• Problems to work on:
1: In the forum thread, how long does emcee say the group was kept waiting at the restaurant?
2: Using the forum thread, explain why Bernie thinks that defending against an unhelpful post ends up igniting a huge row.
3: Quote the forum thread from "Myself and another" up to and including "off on one!".

# Just an idea



## Myownangel (Aug 24, 2005)

I have been thinking about our current problem regarding unhelpful posts and it occurred to me that what often happens is a person makes an unsupportive, upsetting or whatever post and then others (and I am guilty of this) will come in and try to defend the original post. And in trying to rebalance the situation, we actually ignite a huge row... It is frustrating and I think the reason it happens is because we are using email - ie our arguments are not in 'real time'. Anyway, I get very upset with the way the threads turn out - they seem to get worse and worse and we are only trying to make things better. SO - I was thinking that maybe we should come up with a simple way of just saying 'that last post wasn't helpful' and leave it at that. Do you see what I'm saying? If we could think of a calm way to just say - 'I don't appreciate your remark' or something. Then maybe it wouldn't flare up each time? I'm just putting this idea out there - to see what everyone else thinks - or whether it will work?
Bernie


----------



## emcee (Apr 3, 2005)

Nice one Bernie 

I think you've hit the nail on the head about posts that cause upset.

Another problem is with the written word there is no inflection behind it, nor can anyone see the facial expressions of the writer, nor necessarily pick up on the emotion, so things can be taken the wrong way. Its easily done - I know when I was new to all this messageboard stuff I could get upset really easily. I've since had the experience of plenty of places similar to this and have learned to take a deep breath (or 100)! before responding to something that has caused me upset.

The most useful tip is writing something away from the boards about how you really feel, then amending it once you have gotten it out of your system. Here is an example I could give you about something that happened this very weekend!

Dear Sturgeon Breath
I brought my lovely pals who travelled half way across the flippin country to your restaurant on Saturday night and we waited so long for the blimmin meal I swear to god one of your kitchen blokes must have ran down the M6 and chopped the rump off the cow for the steaks then thumbed a lift back.

We were so flippin hungry after waiting so long we were gnawing at the table. And what happened when our meals did arrive? Your dumb waiter (not the lift variety, probably would have had more get up and go in it though) didn't provide us with cutlery so we had to make believe we lived in medieval times and use our fingers, which were covered in splinters from chewing the stupid table.

Myself and another guest were supposed to be having a carvery meal, by the time we waited and waited and waited, slept a little, woke up, yawned, stretched, scratched our bits etc we got served. Which meant by the time we got back to the table the others had finished their meals and were eyeing ours up hungrily.

Next time I think I'll take them to the local chippy and we'll get ourselves a carry out from the off licence!

Yours, starvin Marvin!

After writing this, I actually rang the restaurant chain and was able to put my point across clearly without getting mad down the phone, explaining that the whole evening there was a joke, and it wasn't on being kept waiting 2 and a half hours (for crying out loud)! Getting it off my chest by writing the above really helped me cool down though, and think about what I wanted to say without going off on one!

Maybe we could PM each other with our ranty stuff before posting if something triggers our emotions? Just a thought.

Love to all, and I hope you are all doing ok out there.
xxx


----------



## Myownangel (Aug 24, 2005)

Oh Emcee!!!  I see your point – but I'm so glad that you posted the letter here and that it didn't go to waste! It was inspired.

• Extracted material:
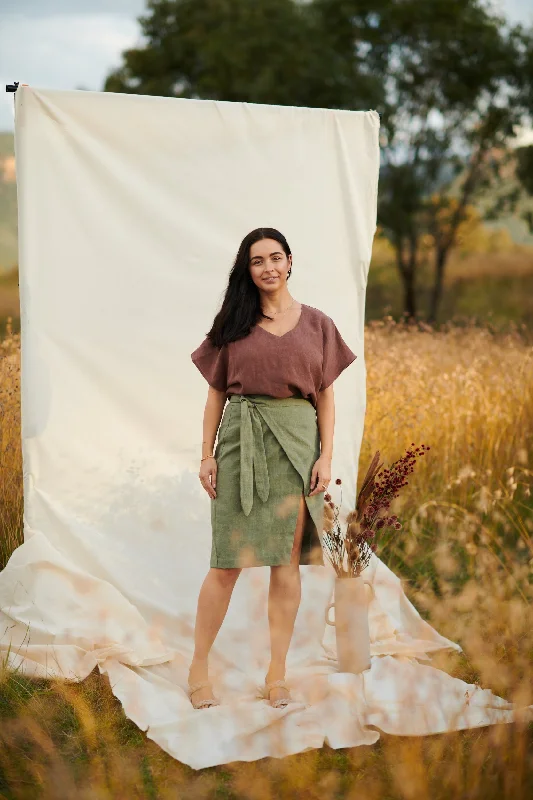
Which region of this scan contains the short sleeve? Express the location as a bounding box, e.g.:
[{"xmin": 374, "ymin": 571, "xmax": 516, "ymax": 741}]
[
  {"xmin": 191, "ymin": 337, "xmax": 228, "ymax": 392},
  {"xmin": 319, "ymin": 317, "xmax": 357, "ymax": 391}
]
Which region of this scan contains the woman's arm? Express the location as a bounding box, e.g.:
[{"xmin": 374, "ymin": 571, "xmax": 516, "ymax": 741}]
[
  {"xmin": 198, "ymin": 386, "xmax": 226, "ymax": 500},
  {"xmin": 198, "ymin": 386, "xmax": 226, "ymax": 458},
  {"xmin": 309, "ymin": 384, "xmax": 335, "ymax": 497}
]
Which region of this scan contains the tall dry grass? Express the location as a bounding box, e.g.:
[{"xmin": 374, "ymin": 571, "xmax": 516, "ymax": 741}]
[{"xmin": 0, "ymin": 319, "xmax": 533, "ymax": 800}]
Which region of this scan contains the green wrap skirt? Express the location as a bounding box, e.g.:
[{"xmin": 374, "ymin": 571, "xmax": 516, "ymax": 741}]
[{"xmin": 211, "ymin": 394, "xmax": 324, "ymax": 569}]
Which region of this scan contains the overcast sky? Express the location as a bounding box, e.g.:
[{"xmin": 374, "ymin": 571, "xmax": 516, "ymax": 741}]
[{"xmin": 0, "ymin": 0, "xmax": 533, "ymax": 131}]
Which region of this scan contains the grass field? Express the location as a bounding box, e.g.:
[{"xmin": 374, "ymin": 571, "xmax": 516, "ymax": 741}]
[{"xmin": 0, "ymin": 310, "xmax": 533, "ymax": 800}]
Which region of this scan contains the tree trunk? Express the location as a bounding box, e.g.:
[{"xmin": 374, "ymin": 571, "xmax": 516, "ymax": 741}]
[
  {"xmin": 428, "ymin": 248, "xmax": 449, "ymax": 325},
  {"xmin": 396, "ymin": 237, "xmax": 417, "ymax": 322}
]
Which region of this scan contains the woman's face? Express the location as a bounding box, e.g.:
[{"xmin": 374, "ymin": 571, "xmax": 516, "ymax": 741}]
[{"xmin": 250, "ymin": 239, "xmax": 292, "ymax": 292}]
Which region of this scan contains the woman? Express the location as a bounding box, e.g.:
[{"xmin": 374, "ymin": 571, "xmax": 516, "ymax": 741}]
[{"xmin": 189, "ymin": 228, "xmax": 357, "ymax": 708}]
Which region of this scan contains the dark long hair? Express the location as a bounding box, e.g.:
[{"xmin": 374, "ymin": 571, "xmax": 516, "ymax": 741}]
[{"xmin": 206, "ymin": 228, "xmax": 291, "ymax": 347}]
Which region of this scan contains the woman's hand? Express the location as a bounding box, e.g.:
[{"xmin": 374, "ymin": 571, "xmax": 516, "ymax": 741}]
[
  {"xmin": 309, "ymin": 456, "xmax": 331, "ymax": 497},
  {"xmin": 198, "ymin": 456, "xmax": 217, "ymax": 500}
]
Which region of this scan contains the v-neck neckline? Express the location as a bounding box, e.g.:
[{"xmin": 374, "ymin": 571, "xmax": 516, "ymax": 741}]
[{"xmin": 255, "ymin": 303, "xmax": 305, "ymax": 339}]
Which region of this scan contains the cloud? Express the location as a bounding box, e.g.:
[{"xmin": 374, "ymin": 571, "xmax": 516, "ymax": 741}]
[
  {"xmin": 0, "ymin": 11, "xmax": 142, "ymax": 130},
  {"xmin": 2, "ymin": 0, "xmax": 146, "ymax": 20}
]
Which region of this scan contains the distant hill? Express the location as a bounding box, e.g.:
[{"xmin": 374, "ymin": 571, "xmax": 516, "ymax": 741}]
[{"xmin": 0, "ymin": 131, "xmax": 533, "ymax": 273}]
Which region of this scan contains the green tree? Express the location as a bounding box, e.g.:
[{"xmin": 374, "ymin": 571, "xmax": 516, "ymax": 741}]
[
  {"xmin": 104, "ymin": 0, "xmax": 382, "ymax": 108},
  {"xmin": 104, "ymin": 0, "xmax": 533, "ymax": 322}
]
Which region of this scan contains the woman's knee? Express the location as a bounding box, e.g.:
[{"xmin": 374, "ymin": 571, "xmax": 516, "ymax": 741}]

• Responses to the tasks:
1: Two and a half hours.

2: Bernie believes it happens because the discussion takes place by email, so the arguments are not in real time.

3:
Myself and another guest were supposed to be having a carvery meal, by the time we waited and waited and waited, slept a little, woke up, yawned, stretched, scratched our bits etc we got served. Which meant by the time we got back to the table the others had finished their meals and were eyeing ours up hungrily.

Next time I think I'll take them to the local chippy and we'll get ourselves a carry out from the off licence!

Yours, starvin Marvin!

After writing this, I actually rang the restaurant chain and was able to put my point across clearly without getting mad down the phone, explaining that the whole evening there was a joke, and it wasn't on being kept waiting 2 and a half hours (for crying out loud)! Getting it off my chest by writing the above really helped me cool down though, and think about what I wanted to say without going off on one!